• EXERCISE AIM
Would you restate, exactly as they appear, the lines from the one containing "Wildlife-tally tagging: find every instance of the man in blue" through the end of the data below?

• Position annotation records
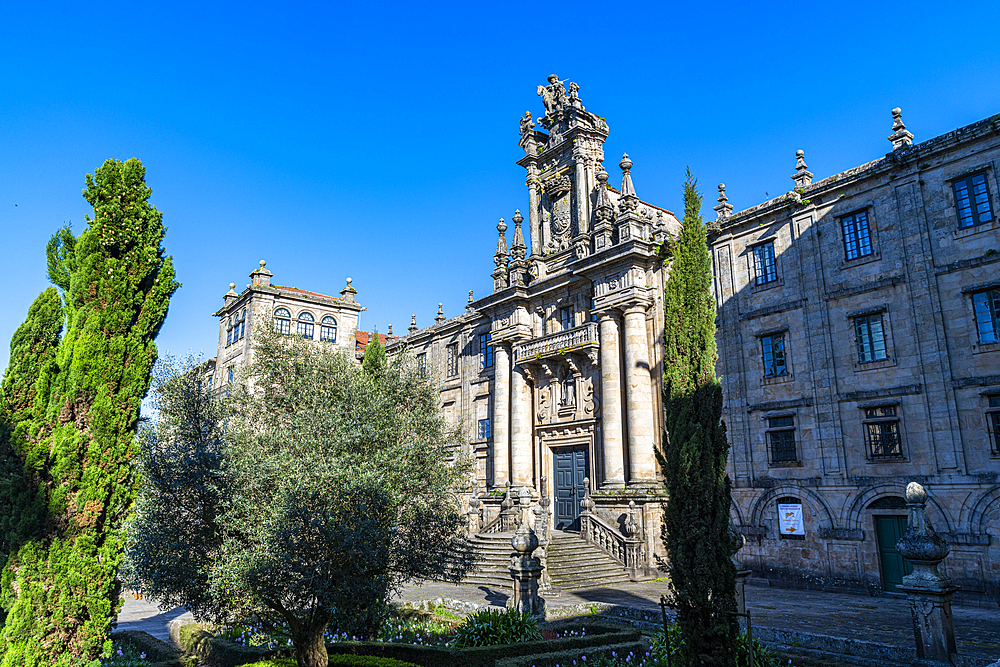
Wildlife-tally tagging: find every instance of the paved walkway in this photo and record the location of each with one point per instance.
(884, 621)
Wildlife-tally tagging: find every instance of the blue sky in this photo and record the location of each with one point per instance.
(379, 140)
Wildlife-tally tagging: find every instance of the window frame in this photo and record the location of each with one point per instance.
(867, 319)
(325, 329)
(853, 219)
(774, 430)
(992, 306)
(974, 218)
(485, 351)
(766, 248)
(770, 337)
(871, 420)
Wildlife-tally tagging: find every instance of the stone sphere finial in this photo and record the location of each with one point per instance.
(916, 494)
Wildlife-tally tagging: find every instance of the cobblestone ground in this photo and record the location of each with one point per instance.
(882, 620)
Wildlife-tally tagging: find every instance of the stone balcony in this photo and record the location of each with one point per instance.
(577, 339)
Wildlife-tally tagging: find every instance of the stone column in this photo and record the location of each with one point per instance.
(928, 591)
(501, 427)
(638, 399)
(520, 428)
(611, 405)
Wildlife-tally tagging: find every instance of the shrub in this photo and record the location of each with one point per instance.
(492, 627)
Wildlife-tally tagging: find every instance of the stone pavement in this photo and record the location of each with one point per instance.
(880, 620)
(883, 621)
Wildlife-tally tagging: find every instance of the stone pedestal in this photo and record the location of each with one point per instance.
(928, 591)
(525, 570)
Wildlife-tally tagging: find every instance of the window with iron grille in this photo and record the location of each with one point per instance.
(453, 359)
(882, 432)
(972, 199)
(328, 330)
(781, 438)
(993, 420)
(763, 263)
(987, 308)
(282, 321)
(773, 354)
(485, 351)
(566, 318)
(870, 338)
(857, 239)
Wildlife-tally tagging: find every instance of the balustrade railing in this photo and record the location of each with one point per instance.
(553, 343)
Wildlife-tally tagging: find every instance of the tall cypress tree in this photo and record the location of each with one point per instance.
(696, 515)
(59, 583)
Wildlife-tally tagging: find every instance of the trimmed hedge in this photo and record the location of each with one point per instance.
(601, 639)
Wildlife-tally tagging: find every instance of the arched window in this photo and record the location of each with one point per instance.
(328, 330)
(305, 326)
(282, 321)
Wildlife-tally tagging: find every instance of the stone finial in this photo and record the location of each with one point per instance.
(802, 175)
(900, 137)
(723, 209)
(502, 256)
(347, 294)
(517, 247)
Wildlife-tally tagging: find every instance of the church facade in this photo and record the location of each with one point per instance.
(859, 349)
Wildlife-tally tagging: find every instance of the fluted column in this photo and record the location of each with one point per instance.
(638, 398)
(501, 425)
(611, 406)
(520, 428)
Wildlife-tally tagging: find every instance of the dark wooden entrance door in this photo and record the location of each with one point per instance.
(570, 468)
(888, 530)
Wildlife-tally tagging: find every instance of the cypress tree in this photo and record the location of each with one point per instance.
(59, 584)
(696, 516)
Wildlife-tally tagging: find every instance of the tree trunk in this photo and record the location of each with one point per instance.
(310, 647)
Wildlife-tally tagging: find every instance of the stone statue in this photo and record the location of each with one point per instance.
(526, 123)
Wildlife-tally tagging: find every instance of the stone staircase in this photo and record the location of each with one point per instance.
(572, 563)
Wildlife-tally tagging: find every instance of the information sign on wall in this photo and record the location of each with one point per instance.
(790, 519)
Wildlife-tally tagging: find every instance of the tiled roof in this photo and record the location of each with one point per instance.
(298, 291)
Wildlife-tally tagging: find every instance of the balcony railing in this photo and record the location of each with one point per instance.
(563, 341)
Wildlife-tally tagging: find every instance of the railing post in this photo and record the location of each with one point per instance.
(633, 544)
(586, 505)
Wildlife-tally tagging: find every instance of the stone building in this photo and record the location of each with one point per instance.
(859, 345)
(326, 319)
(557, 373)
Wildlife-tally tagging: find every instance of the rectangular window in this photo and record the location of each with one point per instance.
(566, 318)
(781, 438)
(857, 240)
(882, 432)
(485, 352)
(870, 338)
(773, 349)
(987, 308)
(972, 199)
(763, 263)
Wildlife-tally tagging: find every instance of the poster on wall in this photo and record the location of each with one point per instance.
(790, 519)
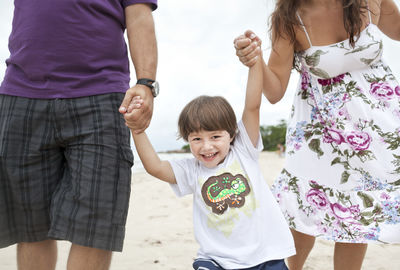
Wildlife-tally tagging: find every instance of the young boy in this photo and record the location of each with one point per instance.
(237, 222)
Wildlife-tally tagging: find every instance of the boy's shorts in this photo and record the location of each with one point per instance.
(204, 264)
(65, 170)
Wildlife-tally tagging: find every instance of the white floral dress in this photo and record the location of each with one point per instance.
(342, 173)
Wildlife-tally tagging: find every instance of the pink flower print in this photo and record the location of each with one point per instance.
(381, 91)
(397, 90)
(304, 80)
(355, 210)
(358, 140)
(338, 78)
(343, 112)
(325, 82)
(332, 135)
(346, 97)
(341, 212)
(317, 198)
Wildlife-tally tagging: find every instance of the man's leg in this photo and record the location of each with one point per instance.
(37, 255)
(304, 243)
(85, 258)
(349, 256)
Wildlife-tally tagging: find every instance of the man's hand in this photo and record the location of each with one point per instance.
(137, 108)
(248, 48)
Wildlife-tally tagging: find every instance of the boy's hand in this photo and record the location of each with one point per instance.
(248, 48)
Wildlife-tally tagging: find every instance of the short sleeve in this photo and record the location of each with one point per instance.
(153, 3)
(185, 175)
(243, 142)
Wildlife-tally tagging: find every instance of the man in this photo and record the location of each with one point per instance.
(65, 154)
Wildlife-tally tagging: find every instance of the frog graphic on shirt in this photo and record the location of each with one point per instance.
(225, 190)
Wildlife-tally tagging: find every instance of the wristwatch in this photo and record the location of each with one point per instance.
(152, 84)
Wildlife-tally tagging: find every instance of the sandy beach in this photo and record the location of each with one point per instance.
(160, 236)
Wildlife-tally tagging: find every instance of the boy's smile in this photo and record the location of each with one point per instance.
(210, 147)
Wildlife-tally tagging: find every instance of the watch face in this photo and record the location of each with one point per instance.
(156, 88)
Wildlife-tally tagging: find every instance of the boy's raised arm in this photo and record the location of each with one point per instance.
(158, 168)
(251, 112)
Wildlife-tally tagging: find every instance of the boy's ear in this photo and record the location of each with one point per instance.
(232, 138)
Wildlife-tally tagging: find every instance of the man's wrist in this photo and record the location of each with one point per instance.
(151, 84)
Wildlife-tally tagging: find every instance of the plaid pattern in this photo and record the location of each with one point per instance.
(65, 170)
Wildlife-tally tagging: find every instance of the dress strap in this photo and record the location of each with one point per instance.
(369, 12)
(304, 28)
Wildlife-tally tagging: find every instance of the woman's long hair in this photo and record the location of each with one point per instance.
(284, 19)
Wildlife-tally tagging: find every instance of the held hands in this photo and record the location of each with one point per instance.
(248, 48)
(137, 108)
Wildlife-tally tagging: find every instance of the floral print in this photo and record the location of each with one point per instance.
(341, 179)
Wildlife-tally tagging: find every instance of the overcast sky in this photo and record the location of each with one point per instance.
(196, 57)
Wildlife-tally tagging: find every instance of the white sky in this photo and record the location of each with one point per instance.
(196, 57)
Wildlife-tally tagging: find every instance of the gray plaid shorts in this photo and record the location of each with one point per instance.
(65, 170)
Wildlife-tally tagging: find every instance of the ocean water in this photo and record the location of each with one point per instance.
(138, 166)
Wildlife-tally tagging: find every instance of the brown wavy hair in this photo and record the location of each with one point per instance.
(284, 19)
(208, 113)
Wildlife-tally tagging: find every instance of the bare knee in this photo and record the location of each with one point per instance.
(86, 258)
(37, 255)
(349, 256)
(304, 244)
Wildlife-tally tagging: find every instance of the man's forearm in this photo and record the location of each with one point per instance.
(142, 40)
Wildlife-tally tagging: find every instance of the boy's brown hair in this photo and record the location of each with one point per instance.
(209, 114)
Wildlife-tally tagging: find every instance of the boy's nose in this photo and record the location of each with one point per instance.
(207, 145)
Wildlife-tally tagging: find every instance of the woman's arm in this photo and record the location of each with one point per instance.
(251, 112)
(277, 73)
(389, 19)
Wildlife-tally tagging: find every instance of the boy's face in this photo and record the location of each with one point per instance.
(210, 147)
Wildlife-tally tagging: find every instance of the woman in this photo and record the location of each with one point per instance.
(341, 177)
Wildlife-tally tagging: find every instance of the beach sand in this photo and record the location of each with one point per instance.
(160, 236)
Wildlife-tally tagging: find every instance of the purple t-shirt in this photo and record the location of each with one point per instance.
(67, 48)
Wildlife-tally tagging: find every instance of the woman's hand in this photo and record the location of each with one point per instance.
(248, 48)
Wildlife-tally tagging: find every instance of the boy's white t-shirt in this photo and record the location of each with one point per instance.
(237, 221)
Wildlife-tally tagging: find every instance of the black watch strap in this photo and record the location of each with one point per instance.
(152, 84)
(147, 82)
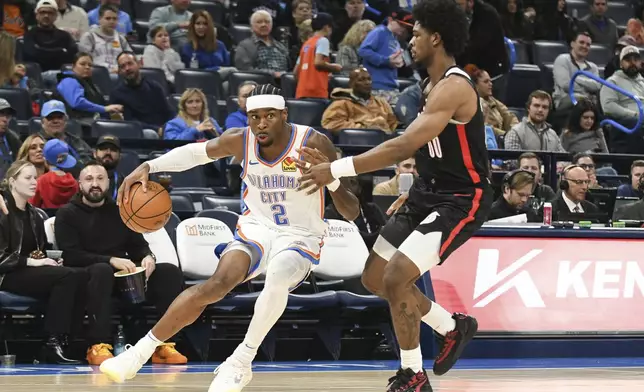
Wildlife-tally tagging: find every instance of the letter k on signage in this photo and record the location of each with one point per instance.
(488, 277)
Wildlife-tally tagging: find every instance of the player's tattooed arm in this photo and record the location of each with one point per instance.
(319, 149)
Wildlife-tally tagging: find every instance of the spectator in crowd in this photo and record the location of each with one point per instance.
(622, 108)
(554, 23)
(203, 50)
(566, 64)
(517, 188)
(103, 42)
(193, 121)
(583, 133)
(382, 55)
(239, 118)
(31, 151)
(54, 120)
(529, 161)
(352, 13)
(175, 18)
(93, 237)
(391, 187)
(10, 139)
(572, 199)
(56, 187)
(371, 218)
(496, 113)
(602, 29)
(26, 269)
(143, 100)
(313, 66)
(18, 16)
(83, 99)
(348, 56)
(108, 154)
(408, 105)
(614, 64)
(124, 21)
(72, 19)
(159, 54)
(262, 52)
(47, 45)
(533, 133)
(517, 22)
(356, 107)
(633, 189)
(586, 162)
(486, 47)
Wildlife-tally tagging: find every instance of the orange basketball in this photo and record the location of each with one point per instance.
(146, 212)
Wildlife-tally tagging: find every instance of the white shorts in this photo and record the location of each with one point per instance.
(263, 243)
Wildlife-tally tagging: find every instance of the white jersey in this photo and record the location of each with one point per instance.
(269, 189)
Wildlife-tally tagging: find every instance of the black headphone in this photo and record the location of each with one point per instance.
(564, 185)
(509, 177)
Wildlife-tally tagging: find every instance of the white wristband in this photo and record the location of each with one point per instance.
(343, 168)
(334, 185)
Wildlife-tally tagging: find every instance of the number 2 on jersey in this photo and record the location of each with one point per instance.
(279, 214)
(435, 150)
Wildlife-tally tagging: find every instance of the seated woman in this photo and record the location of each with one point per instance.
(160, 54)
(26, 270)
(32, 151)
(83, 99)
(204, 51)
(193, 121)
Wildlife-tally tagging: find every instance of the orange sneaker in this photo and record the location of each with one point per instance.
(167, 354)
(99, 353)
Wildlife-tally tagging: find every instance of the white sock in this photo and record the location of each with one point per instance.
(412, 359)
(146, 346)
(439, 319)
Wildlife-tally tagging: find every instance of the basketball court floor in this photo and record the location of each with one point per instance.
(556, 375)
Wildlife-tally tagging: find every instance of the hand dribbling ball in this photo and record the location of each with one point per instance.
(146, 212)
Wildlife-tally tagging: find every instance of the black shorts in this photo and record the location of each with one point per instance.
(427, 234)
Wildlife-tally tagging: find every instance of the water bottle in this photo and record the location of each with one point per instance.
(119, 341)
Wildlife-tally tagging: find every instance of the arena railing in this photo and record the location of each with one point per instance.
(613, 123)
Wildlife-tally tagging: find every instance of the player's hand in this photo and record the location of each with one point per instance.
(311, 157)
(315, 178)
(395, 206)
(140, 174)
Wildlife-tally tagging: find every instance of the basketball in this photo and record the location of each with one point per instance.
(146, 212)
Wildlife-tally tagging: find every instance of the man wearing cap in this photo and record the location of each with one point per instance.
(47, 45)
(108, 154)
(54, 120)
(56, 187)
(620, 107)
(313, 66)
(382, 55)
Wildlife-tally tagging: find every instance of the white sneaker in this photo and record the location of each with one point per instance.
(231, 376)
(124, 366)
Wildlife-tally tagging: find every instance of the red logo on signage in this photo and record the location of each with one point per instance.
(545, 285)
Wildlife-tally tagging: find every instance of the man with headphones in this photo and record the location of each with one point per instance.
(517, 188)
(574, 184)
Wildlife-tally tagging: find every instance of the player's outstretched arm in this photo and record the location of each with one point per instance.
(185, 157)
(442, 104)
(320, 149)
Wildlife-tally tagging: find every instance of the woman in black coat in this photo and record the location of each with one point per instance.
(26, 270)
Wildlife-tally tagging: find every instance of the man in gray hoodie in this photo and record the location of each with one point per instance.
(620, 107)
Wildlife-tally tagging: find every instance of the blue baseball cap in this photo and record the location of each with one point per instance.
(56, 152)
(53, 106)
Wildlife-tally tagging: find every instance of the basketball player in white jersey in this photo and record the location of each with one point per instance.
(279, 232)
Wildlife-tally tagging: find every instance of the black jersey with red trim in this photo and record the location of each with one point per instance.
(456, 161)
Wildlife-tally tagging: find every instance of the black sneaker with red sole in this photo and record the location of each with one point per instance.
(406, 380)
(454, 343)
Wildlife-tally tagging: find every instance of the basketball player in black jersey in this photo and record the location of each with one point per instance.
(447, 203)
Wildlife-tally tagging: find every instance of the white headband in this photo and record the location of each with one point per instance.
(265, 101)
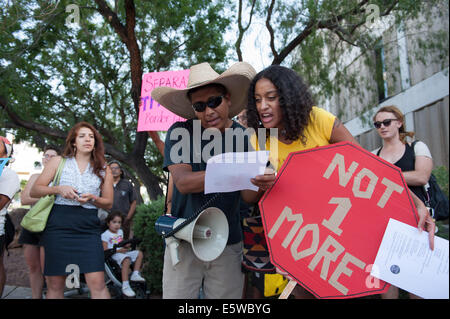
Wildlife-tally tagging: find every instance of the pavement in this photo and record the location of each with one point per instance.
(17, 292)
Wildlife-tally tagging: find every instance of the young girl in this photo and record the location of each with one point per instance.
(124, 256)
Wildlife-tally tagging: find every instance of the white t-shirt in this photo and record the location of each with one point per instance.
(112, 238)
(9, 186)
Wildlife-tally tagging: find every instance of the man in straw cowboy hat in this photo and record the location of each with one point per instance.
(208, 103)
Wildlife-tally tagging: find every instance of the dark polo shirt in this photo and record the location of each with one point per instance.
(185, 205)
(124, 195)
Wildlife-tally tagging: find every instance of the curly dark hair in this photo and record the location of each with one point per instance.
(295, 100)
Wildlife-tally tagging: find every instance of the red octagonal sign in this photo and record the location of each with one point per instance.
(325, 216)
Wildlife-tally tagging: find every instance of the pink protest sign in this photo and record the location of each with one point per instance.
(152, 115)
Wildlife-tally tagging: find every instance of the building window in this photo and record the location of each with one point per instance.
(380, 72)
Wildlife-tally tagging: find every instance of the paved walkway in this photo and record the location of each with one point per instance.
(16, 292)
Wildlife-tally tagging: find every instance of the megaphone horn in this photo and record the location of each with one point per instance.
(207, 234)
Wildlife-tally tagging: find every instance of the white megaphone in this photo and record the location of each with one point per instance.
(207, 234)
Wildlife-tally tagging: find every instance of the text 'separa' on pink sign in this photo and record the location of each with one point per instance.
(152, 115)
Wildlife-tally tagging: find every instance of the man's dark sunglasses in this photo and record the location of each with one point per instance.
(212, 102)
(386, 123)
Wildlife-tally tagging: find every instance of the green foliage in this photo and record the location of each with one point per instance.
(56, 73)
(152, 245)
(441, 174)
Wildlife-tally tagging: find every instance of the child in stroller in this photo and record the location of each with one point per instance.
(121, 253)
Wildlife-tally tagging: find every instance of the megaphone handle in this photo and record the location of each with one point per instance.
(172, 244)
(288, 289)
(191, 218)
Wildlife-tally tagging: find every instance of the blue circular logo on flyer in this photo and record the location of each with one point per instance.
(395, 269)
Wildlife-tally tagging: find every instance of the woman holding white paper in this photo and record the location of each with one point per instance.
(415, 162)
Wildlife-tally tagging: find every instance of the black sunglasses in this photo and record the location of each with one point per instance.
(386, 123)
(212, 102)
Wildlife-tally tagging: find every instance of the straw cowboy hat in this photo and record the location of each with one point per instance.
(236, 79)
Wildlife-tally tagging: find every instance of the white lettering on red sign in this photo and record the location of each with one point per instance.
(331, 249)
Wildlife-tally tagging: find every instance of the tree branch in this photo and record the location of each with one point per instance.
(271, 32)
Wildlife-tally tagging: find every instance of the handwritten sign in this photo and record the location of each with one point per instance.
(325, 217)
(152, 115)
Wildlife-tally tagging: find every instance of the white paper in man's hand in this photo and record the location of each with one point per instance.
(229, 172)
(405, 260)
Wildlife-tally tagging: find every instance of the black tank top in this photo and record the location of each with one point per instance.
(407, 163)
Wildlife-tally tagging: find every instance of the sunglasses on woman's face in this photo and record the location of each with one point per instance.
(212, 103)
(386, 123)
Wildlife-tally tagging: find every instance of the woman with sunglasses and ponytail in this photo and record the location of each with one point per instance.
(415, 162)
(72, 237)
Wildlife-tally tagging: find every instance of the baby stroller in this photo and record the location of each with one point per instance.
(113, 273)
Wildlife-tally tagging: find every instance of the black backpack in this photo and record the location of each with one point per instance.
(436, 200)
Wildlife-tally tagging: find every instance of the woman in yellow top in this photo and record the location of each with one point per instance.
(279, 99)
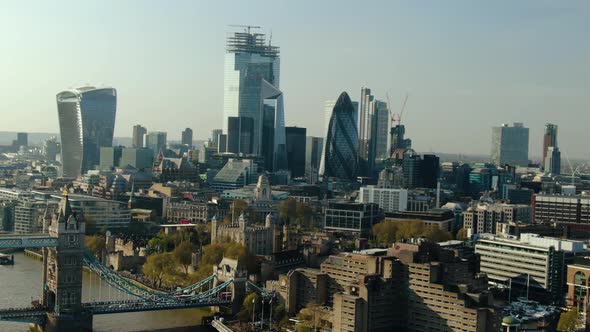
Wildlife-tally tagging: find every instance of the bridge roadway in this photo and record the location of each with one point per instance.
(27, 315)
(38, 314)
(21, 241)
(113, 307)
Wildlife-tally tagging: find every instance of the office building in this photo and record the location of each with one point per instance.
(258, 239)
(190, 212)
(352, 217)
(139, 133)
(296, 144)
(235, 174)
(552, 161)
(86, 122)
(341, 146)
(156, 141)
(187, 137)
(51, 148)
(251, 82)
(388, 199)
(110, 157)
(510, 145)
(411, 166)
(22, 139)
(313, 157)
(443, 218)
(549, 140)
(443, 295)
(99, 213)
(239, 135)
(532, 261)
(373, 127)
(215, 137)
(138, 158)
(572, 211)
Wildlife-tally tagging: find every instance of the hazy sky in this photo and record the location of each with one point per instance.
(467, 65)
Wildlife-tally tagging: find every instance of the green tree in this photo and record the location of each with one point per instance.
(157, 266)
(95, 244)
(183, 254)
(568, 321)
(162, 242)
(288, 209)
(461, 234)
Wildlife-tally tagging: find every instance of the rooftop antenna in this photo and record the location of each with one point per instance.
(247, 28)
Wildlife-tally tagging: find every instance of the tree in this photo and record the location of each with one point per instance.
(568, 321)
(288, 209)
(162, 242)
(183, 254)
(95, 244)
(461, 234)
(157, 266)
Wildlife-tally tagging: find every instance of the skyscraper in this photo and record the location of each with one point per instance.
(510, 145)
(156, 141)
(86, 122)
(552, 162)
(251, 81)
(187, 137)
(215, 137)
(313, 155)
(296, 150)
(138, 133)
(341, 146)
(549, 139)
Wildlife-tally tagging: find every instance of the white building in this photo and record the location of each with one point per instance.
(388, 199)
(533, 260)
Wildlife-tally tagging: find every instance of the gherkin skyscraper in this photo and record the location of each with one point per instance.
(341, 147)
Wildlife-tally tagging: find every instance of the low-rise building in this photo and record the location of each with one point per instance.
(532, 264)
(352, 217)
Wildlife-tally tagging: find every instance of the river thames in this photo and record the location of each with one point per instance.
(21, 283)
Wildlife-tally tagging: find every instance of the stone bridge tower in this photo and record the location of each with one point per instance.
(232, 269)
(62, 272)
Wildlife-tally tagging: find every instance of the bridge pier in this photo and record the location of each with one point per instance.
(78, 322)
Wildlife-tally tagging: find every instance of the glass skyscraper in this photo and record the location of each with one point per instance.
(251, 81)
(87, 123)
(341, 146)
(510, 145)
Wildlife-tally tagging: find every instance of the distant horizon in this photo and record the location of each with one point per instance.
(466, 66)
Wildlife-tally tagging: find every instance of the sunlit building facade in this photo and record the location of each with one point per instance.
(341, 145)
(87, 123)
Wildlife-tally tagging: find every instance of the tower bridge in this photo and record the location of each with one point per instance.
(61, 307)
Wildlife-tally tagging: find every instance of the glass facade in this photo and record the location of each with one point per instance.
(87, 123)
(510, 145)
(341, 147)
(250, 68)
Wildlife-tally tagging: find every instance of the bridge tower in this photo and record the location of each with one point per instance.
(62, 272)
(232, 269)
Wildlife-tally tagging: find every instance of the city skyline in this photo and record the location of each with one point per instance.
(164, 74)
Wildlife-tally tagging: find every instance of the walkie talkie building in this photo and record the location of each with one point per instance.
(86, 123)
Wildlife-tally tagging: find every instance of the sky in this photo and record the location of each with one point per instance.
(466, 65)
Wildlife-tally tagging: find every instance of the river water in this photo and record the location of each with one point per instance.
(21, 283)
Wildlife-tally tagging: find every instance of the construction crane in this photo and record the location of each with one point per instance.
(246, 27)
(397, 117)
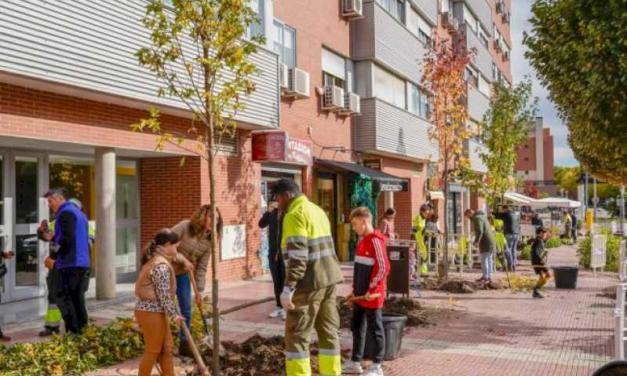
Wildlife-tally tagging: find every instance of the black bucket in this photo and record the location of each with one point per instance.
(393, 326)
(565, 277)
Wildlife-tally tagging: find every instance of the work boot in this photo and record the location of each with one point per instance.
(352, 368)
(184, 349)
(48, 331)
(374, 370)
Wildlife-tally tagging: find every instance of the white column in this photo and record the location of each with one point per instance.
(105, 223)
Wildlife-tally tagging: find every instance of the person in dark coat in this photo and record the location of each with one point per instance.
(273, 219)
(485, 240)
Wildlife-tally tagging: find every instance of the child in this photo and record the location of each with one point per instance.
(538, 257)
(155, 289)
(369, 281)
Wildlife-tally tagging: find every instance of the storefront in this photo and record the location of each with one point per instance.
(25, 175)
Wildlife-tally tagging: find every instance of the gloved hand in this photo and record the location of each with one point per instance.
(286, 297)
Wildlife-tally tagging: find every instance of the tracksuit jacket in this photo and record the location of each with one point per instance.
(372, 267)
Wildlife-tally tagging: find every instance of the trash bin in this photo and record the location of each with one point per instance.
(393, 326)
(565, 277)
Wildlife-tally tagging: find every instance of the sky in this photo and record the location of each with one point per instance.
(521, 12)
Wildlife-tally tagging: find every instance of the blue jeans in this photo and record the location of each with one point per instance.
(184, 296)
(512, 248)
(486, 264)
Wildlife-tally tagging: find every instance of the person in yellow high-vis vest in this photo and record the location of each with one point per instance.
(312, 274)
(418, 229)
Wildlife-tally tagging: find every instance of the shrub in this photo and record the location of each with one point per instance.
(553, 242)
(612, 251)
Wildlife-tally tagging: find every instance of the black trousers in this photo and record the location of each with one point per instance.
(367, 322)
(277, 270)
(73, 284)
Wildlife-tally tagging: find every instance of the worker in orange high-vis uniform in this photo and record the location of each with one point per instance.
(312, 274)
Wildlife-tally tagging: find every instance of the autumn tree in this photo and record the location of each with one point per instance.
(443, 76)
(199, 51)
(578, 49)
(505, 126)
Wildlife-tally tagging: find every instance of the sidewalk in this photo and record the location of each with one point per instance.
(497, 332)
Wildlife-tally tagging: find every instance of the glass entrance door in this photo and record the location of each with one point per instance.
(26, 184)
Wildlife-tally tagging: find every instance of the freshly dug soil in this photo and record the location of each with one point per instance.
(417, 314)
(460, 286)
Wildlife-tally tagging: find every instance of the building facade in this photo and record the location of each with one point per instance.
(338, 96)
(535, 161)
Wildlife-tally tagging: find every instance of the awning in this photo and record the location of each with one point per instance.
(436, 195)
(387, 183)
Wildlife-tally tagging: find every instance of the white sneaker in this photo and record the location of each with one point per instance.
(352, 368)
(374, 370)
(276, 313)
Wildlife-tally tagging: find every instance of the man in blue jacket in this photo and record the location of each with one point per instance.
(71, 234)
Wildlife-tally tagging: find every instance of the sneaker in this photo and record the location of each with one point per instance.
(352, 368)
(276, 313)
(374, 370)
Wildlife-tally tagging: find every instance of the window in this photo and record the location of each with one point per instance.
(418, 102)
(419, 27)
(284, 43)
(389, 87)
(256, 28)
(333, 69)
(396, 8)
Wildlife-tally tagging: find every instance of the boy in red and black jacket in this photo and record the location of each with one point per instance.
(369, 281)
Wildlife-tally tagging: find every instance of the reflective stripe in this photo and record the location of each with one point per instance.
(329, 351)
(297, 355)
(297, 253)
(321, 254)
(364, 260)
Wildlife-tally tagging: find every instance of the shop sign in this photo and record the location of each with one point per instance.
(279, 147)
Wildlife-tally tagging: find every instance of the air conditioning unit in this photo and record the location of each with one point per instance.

• CORRECT ANSWER
Wildlife-tally tagging: find every instance of the man in blue jacket in this photo and record the location of each with one point per instance.
(71, 234)
Wildlife-tally tagging: find every instance of the sneaker in this photo and record the location of each with one point per instance.
(352, 368)
(276, 313)
(374, 370)
Wildlife-tally tagging: find every instance of the window in this photo and record the location of each with one point per instance.
(418, 102)
(419, 27)
(284, 43)
(389, 87)
(256, 28)
(333, 69)
(396, 8)
Wildlife-tally tagging: find every instance of the boy in red and black jacket in this photo and record the location of each with one point per instance.
(369, 281)
Wildlife-tally tagging: find every instance of the reflective stripe in this photo and record the location of each with one point per instance.
(329, 351)
(297, 355)
(297, 253)
(321, 254)
(364, 260)
Wildlife-tally tagging: find every instance of the shop sign in this photo and record the location of each with one point per instance.
(279, 147)
Wildlife-tally tagging: find every instance of the air conditioning unit in this photo and record the location of each with one point per instance.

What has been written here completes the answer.